** begin **

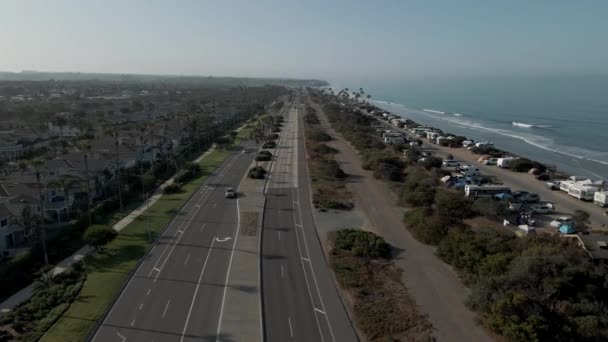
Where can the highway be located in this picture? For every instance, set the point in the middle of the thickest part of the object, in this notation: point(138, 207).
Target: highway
point(300, 300)
point(177, 292)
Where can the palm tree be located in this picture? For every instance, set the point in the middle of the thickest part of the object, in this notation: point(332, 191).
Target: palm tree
point(36, 163)
point(86, 148)
point(114, 134)
point(65, 183)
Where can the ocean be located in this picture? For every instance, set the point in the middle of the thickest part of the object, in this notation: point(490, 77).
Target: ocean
point(560, 121)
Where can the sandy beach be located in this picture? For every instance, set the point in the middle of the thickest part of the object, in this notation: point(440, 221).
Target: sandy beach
point(565, 204)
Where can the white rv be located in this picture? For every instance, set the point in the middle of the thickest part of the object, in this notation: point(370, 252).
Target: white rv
point(469, 170)
point(505, 163)
point(476, 191)
point(601, 198)
point(582, 192)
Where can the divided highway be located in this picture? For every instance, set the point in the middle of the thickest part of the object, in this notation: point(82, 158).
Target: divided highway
point(177, 292)
point(300, 301)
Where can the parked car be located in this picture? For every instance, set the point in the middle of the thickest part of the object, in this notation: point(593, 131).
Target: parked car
point(553, 185)
point(451, 163)
point(546, 208)
point(526, 197)
point(542, 177)
point(230, 193)
point(560, 220)
point(490, 161)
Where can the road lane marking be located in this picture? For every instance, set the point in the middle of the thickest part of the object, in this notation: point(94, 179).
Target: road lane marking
point(121, 336)
point(166, 307)
point(236, 239)
point(198, 285)
point(224, 239)
point(201, 191)
point(290, 328)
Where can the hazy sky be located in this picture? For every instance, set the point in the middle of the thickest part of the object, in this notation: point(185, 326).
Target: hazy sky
point(307, 38)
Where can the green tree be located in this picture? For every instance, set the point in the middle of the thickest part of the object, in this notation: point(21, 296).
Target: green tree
point(98, 236)
point(36, 163)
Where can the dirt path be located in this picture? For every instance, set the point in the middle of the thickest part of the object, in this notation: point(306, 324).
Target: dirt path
point(433, 284)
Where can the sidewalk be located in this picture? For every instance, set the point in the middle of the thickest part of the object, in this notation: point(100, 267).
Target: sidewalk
point(25, 293)
point(242, 312)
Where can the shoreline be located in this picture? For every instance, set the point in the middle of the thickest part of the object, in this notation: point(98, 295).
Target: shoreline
point(515, 180)
point(565, 162)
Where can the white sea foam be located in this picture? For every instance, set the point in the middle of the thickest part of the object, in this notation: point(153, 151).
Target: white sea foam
point(433, 111)
point(536, 140)
point(527, 125)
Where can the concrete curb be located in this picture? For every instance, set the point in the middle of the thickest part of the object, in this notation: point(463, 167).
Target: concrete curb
point(102, 319)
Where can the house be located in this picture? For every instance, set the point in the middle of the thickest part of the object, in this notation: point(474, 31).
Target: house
point(11, 152)
point(64, 131)
point(393, 138)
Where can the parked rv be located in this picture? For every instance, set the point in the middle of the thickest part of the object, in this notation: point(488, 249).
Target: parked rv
point(469, 170)
point(476, 191)
point(490, 161)
point(451, 163)
point(601, 198)
point(582, 192)
point(504, 163)
point(553, 185)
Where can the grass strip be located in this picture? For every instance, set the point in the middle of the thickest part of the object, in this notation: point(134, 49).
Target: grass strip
point(107, 272)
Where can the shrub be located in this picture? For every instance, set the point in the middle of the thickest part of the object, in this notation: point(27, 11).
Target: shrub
point(418, 189)
point(489, 208)
point(361, 243)
point(317, 134)
point(172, 189)
point(451, 205)
point(388, 172)
point(432, 162)
point(524, 165)
point(323, 149)
point(98, 235)
point(425, 226)
point(371, 159)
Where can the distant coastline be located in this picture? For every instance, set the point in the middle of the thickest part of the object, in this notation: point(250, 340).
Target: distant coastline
point(564, 161)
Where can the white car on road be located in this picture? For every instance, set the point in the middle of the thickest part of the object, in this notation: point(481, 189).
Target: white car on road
point(560, 220)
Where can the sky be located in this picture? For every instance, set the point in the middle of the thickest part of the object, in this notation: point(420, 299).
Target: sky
point(306, 38)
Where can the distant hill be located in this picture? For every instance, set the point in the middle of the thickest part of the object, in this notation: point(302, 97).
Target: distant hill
point(133, 78)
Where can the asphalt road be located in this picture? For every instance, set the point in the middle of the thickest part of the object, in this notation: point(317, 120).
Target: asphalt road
point(300, 300)
point(177, 292)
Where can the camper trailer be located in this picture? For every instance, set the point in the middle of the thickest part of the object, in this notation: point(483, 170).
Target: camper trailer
point(582, 192)
point(504, 163)
point(475, 191)
point(601, 198)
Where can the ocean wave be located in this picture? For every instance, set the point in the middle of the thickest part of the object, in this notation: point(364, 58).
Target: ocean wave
point(527, 125)
point(433, 111)
point(541, 142)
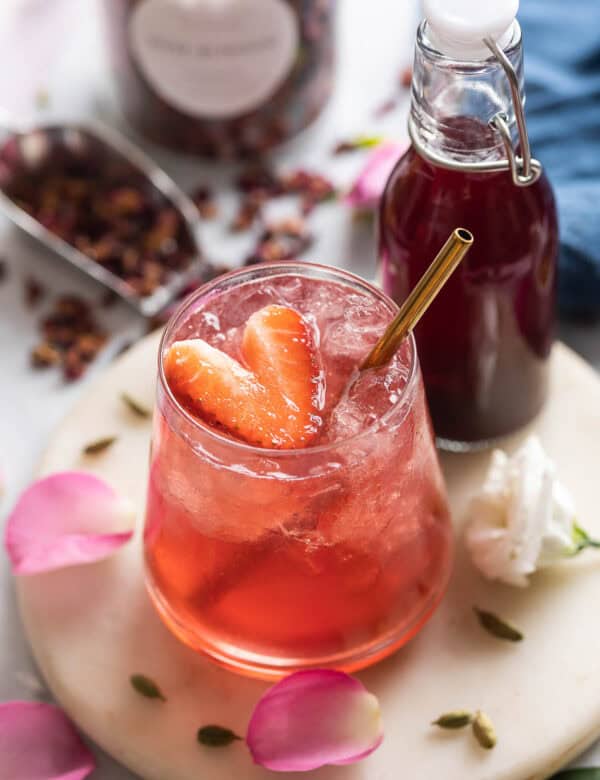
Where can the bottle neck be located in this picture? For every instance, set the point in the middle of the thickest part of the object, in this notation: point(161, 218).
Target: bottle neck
point(453, 102)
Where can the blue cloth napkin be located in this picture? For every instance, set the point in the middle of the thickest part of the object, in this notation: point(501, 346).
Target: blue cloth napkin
point(562, 81)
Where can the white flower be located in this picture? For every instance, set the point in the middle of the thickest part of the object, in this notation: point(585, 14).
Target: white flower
point(523, 518)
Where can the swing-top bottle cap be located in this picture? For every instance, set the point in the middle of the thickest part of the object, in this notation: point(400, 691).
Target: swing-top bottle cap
point(457, 27)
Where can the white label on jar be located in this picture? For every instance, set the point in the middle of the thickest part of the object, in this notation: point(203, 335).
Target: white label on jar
point(214, 58)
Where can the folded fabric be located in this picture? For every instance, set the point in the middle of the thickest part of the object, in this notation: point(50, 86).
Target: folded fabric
point(562, 77)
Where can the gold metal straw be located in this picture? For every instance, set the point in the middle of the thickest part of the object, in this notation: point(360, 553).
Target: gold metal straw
point(417, 303)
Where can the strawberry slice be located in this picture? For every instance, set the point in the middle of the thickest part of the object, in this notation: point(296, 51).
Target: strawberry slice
point(278, 346)
point(273, 405)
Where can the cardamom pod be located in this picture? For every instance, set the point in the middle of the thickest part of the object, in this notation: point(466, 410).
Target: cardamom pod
point(135, 406)
point(216, 736)
point(146, 687)
point(453, 720)
point(94, 447)
point(497, 626)
point(483, 730)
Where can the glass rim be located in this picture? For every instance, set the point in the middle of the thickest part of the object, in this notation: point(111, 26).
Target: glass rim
point(435, 55)
point(286, 268)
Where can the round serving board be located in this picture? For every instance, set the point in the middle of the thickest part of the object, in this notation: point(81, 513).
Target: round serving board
point(91, 627)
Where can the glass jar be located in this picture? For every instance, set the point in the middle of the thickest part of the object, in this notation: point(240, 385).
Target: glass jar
point(231, 78)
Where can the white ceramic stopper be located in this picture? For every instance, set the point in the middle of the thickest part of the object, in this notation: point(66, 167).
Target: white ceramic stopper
point(457, 27)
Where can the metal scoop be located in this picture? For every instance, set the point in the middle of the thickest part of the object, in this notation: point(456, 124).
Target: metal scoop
point(26, 146)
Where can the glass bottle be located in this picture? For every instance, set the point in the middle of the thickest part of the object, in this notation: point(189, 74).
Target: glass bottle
point(221, 78)
point(485, 342)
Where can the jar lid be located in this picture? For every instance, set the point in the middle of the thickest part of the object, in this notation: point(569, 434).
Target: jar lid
point(457, 27)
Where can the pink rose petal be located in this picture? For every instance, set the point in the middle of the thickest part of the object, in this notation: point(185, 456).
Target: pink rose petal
point(314, 718)
point(64, 520)
point(38, 742)
point(369, 186)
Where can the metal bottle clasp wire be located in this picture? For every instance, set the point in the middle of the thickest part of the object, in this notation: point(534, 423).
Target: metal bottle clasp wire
point(524, 168)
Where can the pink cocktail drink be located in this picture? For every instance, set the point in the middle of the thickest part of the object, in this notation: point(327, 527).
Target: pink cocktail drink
point(332, 553)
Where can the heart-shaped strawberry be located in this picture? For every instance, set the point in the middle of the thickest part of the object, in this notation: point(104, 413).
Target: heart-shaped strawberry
point(274, 401)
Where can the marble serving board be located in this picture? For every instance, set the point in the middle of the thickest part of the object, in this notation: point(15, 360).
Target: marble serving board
point(91, 627)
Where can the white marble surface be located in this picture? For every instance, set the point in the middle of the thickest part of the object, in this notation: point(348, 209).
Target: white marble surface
point(374, 43)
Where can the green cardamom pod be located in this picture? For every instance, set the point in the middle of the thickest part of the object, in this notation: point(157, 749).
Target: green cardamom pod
point(146, 687)
point(94, 447)
point(453, 720)
point(135, 406)
point(497, 626)
point(216, 736)
point(483, 730)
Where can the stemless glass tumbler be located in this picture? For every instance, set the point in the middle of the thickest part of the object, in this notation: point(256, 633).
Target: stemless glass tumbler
point(271, 561)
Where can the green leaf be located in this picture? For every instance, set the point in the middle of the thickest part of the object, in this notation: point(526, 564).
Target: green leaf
point(99, 445)
point(582, 540)
point(216, 736)
point(453, 720)
point(146, 687)
point(497, 626)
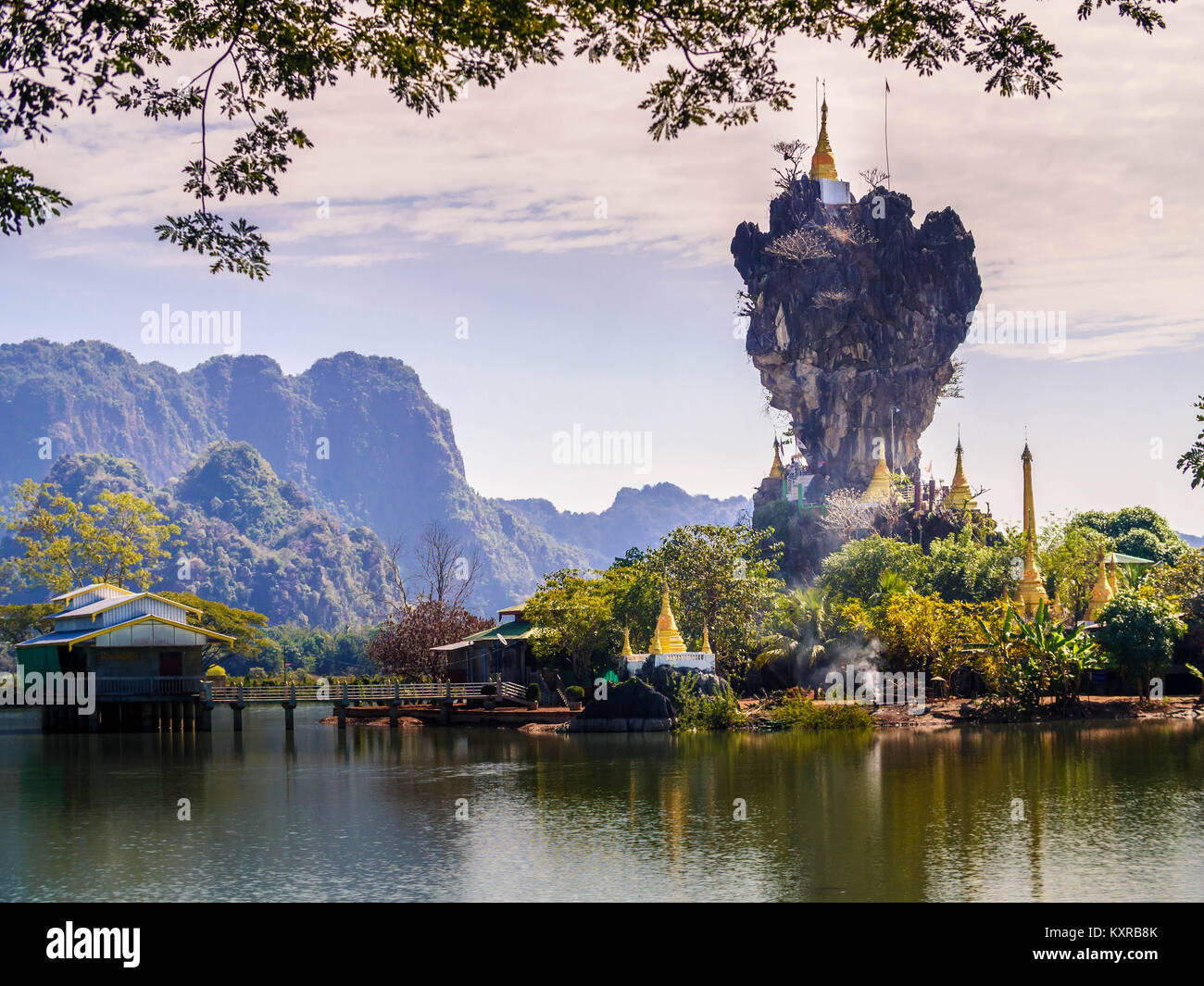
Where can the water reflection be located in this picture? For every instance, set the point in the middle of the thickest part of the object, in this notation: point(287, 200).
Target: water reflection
point(1106, 812)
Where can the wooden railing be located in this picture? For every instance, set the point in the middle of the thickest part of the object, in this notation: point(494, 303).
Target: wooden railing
point(108, 688)
point(383, 693)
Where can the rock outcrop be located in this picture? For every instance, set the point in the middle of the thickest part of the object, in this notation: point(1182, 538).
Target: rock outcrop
point(854, 315)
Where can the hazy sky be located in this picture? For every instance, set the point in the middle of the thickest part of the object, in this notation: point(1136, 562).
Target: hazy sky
point(489, 219)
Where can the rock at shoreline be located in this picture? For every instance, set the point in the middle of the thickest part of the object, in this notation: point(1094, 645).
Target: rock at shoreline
point(629, 706)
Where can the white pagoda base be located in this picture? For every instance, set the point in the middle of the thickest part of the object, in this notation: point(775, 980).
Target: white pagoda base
point(687, 660)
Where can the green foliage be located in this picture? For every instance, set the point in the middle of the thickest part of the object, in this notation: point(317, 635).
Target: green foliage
point(1191, 462)
point(1135, 531)
point(855, 571)
point(1138, 633)
point(802, 629)
point(959, 569)
point(721, 577)
point(696, 710)
point(798, 712)
point(119, 540)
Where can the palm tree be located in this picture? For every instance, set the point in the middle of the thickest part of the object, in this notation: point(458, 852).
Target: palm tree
point(801, 629)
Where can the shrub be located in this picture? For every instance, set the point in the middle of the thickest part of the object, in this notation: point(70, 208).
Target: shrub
point(798, 712)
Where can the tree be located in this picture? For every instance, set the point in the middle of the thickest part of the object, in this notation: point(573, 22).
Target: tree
point(1139, 632)
point(802, 630)
point(1191, 462)
point(117, 540)
point(573, 618)
point(1138, 531)
point(794, 156)
point(446, 572)
point(406, 645)
point(856, 569)
point(718, 56)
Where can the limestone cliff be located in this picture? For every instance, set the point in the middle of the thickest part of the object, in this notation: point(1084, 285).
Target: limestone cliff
point(853, 313)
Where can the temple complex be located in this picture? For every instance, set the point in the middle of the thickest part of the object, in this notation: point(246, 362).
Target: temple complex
point(667, 646)
point(1031, 592)
point(959, 496)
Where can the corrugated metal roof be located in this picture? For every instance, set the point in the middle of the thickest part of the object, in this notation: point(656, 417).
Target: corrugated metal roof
point(73, 636)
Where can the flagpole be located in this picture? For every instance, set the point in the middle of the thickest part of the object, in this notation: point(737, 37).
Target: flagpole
point(886, 135)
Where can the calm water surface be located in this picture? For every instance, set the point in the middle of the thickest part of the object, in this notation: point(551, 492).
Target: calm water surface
point(1110, 812)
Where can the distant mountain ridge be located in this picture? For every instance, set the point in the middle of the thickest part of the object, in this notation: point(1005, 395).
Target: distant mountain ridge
point(357, 436)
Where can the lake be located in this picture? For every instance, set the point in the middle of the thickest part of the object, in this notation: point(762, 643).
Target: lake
point(1110, 812)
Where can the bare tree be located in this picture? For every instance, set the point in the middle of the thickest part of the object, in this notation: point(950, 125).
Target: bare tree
point(794, 155)
point(801, 244)
point(874, 177)
point(446, 568)
point(952, 389)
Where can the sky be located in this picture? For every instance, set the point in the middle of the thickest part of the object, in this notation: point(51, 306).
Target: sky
point(543, 264)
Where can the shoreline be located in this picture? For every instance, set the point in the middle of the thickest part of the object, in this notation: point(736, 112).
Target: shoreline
point(940, 714)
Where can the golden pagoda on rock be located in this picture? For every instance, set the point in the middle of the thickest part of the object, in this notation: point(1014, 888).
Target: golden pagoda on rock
point(777, 471)
point(1100, 593)
point(959, 496)
point(880, 483)
point(667, 637)
point(1031, 592)
point(822, 163)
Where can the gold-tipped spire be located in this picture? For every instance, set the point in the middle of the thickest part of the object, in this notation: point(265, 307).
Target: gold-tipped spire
point(959, 496)
point(1031, 590)
point(879, 483)
point(777, 471)
point(667, 637)
point(1100, 593)
point(822, 163)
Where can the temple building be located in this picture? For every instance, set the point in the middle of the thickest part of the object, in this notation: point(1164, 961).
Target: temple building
point(959, 496)
point(832, 191)
point(880, 483)
point(1031, 592)
point(667, 646)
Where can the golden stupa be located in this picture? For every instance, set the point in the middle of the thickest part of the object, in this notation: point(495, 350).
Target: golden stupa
point(1100, 593)
point(822, 163)
point(777, 471)
point(667, 638)
point(959, 496)
point(880, 484)
point(1031, 592)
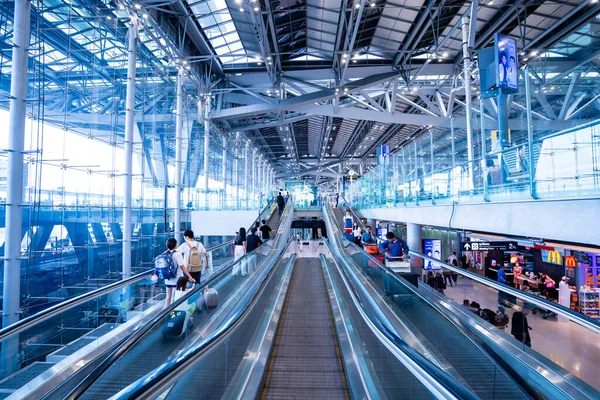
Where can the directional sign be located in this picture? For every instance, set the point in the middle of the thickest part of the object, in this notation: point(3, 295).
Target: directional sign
point(489, 246)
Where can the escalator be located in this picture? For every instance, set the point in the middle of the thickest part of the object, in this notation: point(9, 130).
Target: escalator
point(301, 337)
point(445, 339)
point(147, 348)
point(305, 360)
point(155, 349)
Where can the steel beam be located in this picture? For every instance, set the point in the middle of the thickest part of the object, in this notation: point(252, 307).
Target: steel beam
point(178, 151)
point(128, 144)
point(14, 197)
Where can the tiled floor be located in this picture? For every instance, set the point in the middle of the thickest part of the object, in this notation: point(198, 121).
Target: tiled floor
point(308, 249)
point(569, 345)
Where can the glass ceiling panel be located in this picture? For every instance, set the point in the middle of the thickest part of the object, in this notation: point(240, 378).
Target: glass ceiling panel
point(222, 34)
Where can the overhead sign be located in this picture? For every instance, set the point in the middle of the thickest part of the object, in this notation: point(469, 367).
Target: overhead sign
point(433, 249)
point(384, 154)
point(506, 60)
point(489, 246)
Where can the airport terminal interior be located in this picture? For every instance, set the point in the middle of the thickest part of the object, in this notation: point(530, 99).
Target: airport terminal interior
point(300, 199)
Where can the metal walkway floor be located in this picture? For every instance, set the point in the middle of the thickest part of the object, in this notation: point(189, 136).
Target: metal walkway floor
point(306, 362)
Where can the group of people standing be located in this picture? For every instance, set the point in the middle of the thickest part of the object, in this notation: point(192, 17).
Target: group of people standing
point(246, 243)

** end **

Give exactly the lines from the one with "Where can the tiled" to the end of the entries, nothing before them.

Where can the tiled floor be located in this picture? For every instance, set the point in the middle of the thickest part of the object, in this notation: point(198, 121).
Target: tiled floor
point(308, 249)
point(569, 345)
Where can the glass ceiling panel be located in this picture? For every instance, set the point in the middle of the thickest part of the object, in this notation: point(240, 378).
Target: glass ceiling panel
point(222, 34)
Where can the overhead sign be located in this picture? For every instance, set the point in the middle of the thickest part of the object, in this notation: point(469, 367).
Target: overhead sign
point(433, 249)
point(384, 154)
point(506, 60)
point(489, 246)
Where can the airport terminal interior be located in this picture? For every instance, set the point in the middle of the thickest part of the object, in this notation: point(530, 99).
Target: airport terminal interior
point(300, 199)
Where can the metal walkway floor be located in this picture? For every instance, set the point in the middle of the thickest part of the object, in this notation: point(189, 136).
Target: metal walkway floor
point(306, 362)
Where can the group of people standing be located in this picture? For every instance, set the point in the middle of the thickest part of the object, in this notation: point(192, 17).
Target: group of people standing
point(246, 243)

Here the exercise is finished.